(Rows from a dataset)

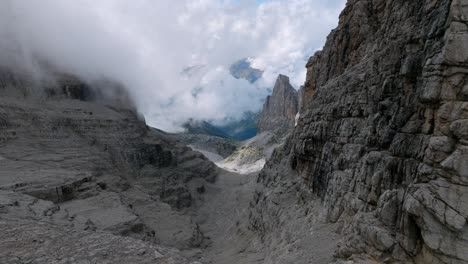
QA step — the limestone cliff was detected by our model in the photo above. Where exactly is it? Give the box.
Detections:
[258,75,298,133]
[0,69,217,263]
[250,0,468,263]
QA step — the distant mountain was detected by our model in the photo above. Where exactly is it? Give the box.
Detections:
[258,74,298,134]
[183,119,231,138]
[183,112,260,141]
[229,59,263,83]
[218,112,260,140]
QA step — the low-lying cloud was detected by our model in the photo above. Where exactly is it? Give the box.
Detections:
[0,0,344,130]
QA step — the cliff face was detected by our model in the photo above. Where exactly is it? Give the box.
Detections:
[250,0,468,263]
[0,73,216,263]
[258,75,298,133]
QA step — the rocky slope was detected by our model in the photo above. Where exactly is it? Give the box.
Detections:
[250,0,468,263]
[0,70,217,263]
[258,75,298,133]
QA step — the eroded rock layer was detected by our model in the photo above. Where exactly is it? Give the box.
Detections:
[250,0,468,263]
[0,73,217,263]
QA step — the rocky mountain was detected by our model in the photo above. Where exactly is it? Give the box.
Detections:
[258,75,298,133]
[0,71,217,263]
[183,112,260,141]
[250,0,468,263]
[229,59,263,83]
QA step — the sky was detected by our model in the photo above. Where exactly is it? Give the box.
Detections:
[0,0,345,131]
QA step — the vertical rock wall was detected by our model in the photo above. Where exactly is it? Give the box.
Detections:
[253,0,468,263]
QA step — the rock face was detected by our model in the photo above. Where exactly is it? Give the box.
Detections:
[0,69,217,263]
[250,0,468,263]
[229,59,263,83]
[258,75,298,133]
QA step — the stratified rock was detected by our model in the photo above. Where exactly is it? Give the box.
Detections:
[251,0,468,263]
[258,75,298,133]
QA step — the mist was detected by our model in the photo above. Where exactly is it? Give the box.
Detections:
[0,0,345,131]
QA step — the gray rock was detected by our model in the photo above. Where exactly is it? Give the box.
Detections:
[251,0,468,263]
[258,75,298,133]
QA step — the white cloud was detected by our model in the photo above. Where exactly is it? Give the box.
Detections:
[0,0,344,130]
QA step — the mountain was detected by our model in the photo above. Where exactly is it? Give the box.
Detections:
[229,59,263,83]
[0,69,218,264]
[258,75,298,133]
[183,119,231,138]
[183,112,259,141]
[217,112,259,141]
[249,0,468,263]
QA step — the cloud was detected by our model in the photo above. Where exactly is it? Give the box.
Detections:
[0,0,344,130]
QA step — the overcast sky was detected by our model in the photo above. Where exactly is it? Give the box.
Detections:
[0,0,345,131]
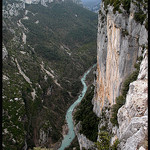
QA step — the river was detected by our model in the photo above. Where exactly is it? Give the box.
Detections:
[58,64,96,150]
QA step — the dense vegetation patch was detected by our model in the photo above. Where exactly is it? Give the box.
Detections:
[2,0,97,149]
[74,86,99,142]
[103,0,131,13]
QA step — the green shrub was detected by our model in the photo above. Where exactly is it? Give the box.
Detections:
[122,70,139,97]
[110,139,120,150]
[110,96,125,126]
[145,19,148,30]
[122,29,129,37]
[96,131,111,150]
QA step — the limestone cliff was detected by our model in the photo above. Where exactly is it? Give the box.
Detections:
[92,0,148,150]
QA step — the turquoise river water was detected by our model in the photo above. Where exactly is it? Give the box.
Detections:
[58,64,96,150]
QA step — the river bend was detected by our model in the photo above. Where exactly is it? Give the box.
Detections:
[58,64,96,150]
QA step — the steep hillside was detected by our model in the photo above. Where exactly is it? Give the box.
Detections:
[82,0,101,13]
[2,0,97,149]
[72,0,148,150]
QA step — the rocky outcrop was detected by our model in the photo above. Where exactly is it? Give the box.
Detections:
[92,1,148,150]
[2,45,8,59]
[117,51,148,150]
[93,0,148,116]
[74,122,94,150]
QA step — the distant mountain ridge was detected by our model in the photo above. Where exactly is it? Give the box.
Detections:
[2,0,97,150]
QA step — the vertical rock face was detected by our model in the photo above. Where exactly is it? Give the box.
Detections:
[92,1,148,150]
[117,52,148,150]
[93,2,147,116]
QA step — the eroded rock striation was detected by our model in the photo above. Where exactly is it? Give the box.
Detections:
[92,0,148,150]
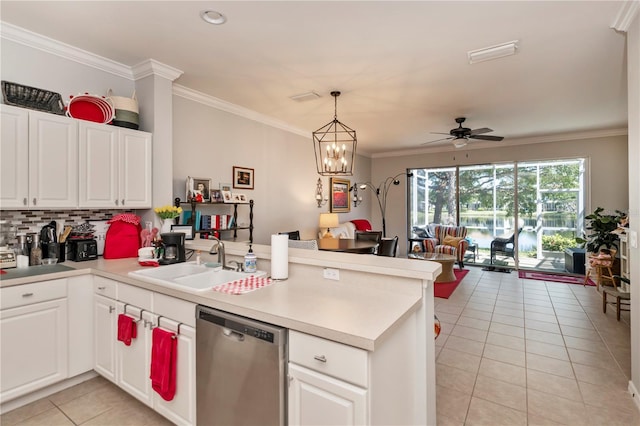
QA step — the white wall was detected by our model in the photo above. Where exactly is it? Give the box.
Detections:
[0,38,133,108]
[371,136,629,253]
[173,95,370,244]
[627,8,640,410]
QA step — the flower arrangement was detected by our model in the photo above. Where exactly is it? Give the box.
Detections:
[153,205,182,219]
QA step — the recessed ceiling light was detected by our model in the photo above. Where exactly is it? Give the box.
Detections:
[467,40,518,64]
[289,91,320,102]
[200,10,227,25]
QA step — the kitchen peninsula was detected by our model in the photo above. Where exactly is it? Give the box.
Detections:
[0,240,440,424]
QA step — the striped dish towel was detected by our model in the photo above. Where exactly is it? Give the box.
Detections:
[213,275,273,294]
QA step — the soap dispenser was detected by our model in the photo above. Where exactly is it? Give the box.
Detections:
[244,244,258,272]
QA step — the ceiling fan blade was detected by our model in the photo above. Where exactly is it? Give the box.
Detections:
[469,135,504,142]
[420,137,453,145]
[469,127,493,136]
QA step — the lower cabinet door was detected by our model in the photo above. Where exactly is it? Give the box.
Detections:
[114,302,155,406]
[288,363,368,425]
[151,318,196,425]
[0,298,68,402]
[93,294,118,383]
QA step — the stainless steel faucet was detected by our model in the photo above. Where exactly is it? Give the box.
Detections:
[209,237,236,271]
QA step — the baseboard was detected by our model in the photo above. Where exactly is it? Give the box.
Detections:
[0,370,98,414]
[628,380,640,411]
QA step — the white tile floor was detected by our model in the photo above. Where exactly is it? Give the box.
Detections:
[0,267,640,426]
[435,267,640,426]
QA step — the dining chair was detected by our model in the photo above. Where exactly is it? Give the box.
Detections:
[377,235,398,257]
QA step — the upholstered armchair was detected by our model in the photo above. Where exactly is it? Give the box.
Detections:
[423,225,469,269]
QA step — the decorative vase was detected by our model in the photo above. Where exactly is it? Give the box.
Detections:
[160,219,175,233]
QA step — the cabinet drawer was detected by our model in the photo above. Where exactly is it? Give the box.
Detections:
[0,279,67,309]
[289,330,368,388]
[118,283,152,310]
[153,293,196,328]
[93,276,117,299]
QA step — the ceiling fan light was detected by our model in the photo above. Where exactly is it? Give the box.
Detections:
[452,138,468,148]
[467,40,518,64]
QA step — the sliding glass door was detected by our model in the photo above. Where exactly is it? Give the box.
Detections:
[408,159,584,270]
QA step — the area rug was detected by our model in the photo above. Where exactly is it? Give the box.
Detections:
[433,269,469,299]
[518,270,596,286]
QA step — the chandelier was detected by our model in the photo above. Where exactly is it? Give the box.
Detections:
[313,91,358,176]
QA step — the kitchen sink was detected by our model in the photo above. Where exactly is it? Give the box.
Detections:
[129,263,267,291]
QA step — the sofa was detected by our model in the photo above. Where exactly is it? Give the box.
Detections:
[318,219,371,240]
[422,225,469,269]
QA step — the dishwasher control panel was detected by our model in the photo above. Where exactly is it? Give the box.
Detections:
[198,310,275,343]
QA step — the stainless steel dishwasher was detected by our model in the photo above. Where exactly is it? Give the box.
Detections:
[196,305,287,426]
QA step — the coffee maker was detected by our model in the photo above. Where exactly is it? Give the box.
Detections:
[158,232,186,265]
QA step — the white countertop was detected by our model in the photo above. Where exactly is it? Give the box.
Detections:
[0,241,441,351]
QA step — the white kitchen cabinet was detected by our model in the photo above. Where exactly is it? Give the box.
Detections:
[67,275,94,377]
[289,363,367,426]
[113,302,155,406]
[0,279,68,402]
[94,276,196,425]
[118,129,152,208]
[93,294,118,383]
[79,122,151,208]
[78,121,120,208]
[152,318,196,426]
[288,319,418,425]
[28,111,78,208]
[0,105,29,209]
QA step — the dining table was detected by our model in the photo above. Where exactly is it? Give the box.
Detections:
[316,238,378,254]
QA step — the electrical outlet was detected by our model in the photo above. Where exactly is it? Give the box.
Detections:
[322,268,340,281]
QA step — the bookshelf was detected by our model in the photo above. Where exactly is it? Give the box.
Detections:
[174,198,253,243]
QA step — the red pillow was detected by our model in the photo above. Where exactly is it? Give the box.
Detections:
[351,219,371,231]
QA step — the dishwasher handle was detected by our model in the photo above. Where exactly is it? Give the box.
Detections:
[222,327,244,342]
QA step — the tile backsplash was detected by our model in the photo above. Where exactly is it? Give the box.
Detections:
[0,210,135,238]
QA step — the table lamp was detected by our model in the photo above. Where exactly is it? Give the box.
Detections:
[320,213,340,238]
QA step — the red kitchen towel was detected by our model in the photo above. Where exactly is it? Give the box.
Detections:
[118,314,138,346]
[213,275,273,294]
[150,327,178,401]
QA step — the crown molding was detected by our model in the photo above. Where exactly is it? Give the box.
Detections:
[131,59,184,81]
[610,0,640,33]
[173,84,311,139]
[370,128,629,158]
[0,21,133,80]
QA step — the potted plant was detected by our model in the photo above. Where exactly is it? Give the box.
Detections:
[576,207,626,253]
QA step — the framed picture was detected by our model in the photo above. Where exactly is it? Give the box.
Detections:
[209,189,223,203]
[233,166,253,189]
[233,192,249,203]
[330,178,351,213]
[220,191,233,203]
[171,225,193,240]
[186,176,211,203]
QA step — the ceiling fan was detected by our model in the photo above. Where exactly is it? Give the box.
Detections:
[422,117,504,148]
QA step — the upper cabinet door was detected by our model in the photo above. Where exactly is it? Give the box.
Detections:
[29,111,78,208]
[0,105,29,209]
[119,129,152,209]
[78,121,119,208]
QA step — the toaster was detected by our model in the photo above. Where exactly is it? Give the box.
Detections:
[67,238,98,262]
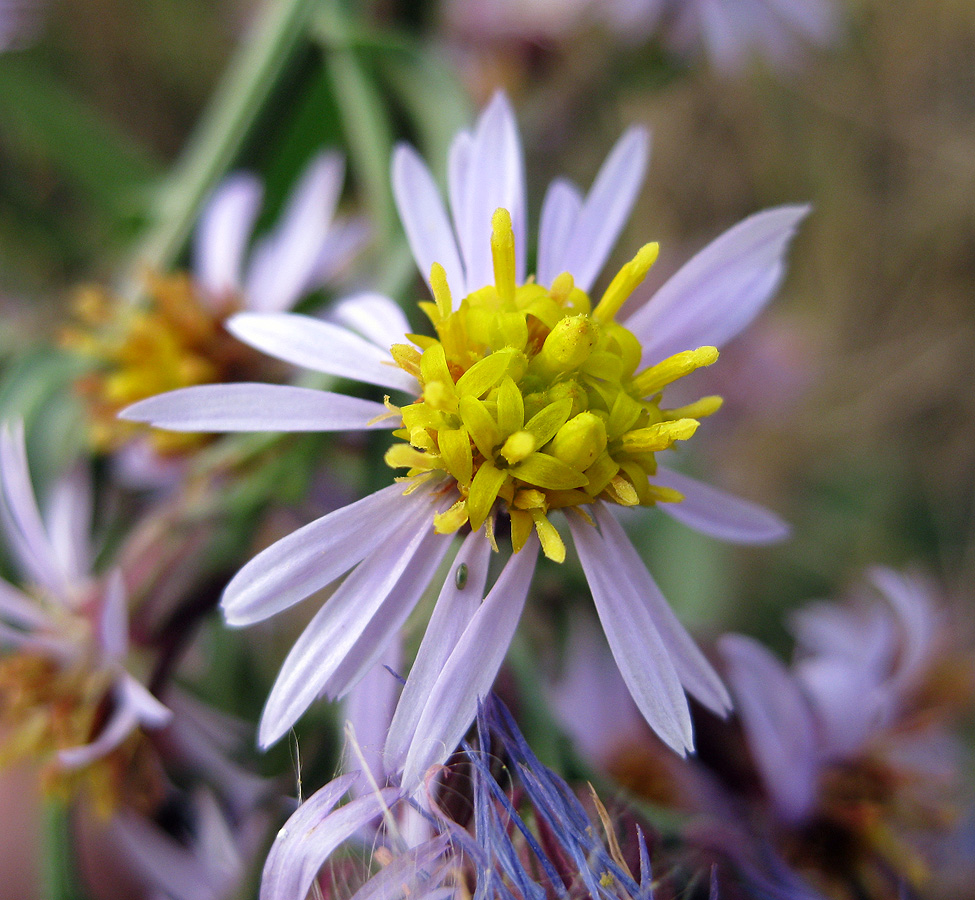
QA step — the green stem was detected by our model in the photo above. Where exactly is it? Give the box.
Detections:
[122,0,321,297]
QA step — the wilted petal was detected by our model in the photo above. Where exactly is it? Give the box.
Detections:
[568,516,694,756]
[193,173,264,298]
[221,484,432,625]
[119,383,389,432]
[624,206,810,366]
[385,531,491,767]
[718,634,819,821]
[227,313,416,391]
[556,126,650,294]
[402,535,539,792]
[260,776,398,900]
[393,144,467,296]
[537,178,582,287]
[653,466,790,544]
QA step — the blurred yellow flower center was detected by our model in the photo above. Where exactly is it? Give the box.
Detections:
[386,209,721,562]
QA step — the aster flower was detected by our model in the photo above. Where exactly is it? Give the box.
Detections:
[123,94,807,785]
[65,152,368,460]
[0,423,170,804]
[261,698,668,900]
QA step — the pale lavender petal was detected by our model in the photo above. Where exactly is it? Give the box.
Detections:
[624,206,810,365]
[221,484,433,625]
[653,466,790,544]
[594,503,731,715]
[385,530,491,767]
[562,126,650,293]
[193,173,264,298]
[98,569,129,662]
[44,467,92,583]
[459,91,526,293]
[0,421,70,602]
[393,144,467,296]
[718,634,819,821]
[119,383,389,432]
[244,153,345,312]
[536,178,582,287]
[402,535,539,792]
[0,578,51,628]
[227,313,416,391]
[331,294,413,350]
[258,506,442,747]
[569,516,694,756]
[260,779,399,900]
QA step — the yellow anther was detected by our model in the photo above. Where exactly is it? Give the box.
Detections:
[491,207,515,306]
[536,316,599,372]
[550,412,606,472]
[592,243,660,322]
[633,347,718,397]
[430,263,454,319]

#### [Work to complete]
Copy out the part that opens with the line containing "QA step — the wilted" and closes with the line containing "[260,779,399,900]", substituting "leaf" for "petal" and keeping everything else the same.

#### [Solution]
QA step — the wilted leaf was detected by our model in the photo above. Where exactly is it? Give the box.
Detections:
[568,516,694,756]
[193,173,264,298]
[221,484,432,625]
[119,383,389,432]
[624,206,810,366]
[385,531,491,767]
[718,634,819,821]
[227,313,416,391]
[556,126,650,294]
[402,535,539,792]
[260,776,398,900]
[393,144,467,296]
[537,178,582,287]
[653,466,790,544]
QA step — the blurred yellow flower center was detected by our model in the photo above. Where exactly is it? Give the box.
Detections:
[386,209,721,562]
QA step — the aster flower was detected by our model in the photo above. Where exactly is it? Give the box.
Detections:
[123,94,807,785]
[65,152,368,460]
[0,423,170,804]
[261,698,668,900]
QA step — the pale lavender leaf was detected by our model in the photo above. Where exactly is it? Give the box.
Detections:
[624,206,810,365]
[221,484,433,625]
[653,466,790,544]
[594,503,731,715]
[385,530,491,767]
[562,126,650,293]
[193,173,264,298]
[98,569,129,662]
[44,467,92,583]
[459,91,526,293]
[0,421,70,602]
[393,144,467,296]
[718,634,819,821]
[119,383,389,432]
[244,153,345,312]
[536,178,582,287]
[402,535,539,792]
[0,578,51,628]
[227,313,416,391]
[331,294,413,350]
[258,506,442,747]
[569,516,694,756]
[260,779,399,900]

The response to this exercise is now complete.